Twenty-six of the deadliest 27 mass shooters in the U.S. came from fatherless homes.
In August 2019, as the topic of mass shootings again gripped the United States after back-to-back massacres, numerous pundits and social media users attempted to suss out the reason why such attacks keep happening. Some blamed gun-control laws and a rise in white supremacy, while others laid the blame on mental illness, video games, a lack of thoughts and prayers, gay marriage, and fatherless households.
The latter assertion about fathers isn’t uncommon. One supposed statistic often circulated after a mass shooting is that 26 out of the 27 deadliest mass shooters in the U.S. came from fatherless homes. On Aug. 5, Fox News played a clip of Dr. Warren Farrell offering this statistic before an interview:
This statistic is both outdated and incorrect.
The number is most often shared via a link to an article on Real Clear Politics. That article, however, is simply a blurb linking to a post on Patheos, which in turn cites heavily from an opinion piece by Suzanne Venker that was published on Fox News in February 2018. If we follow the trail a bit further, we arrive at a 2015 article in The Federalist about the impact fatherless homes may have on young men (and more specifically mass shooters).
________________
### To do
Pick up the fact-check of the fatherless-homes statistic after its last sentence and continue writing it.

### Data listing
________________
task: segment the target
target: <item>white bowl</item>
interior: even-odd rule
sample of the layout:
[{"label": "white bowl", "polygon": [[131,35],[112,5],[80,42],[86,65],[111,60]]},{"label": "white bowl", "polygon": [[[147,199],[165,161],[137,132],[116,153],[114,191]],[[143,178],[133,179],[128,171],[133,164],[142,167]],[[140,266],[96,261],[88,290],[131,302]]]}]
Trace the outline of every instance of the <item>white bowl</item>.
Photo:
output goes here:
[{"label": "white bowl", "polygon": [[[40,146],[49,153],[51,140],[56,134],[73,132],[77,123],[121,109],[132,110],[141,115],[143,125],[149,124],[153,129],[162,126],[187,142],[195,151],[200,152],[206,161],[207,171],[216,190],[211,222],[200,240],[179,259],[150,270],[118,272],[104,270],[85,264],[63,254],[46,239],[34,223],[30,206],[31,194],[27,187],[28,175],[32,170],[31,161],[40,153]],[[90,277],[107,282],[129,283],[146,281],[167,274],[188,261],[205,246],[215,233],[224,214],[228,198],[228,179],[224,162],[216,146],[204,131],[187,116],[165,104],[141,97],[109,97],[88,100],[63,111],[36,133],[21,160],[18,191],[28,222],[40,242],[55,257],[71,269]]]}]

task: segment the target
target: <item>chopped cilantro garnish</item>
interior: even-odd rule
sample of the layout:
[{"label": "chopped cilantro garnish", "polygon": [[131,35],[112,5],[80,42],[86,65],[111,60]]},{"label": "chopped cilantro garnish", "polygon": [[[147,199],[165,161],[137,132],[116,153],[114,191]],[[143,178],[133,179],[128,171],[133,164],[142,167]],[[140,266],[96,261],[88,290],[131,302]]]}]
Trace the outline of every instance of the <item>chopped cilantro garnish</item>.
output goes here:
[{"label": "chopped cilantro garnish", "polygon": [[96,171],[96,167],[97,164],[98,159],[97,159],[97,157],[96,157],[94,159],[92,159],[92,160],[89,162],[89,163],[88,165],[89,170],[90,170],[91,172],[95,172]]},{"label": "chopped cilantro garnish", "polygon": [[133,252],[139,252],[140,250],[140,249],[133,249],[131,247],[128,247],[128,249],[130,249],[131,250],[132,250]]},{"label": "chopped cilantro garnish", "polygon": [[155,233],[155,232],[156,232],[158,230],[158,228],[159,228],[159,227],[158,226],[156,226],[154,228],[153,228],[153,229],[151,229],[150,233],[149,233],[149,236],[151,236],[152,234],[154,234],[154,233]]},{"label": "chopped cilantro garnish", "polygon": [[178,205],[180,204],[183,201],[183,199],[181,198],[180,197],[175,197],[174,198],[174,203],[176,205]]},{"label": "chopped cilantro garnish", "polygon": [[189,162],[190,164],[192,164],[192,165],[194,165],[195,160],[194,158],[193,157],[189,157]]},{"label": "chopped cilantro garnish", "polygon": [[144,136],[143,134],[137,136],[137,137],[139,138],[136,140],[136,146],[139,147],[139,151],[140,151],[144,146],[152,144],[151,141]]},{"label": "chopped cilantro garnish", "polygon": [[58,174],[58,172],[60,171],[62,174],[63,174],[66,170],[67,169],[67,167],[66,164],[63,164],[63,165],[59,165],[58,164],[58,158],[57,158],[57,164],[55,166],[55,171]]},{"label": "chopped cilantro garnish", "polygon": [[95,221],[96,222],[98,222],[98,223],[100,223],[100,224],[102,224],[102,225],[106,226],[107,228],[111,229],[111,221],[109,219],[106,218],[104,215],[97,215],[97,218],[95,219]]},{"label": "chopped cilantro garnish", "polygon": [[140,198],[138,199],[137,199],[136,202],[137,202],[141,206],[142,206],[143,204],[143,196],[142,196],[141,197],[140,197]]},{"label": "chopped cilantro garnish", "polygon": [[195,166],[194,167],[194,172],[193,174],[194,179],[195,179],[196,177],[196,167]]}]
________________
### Result of the task
However, that article did not state that “26 out of the 27 deadliest mass shooters came from fatherless homes.” Instead, that article claimed that seven of the deadliest mass shootings were perpetrated by males under the age of 30, and out of that seven, only one was raised by his biological father:
On CNN’s list of the “27 Deadliest Mass Shootings In U.S. History,” seven of those shootings were committed by young (under 30) males since 2005. Of the seven, only one — Virginia Tech shooter Seung-Hui Cho (who had been mentally unstable since childhood) — was raised by his biological father throughout childhood.
When The Federalist first published the article, the most recent shooting listed in CNN’s article, “27 Deadliest Mass Shootings in U.S. History,” had occurred on June 17, 2015. Since then, 12 more mass shootings have been added to that list. The most recent mass-shooting suspect in the U.S., Connor Betts, who allegedly killed 10 people in Dayton, Ohio, on Aug. 4, 2019, was raised by both a father and mother.
We examined the original CNN list the Federalist article cited and attempted to find out if any of the other listed shooters was raised by a father. This information was not readily available from previous studies or databases, and newspaper records didn’t always provide specific information about familial relations. Furthermore, it’s unclear if the “fatherless” household claim would include stepfathers, adoptive fathers, or divorced parents. Because the Federalist article originally pointed to males under 30, it’s also unclear if this “fatherless” examination should include mass shooters over the age of 30.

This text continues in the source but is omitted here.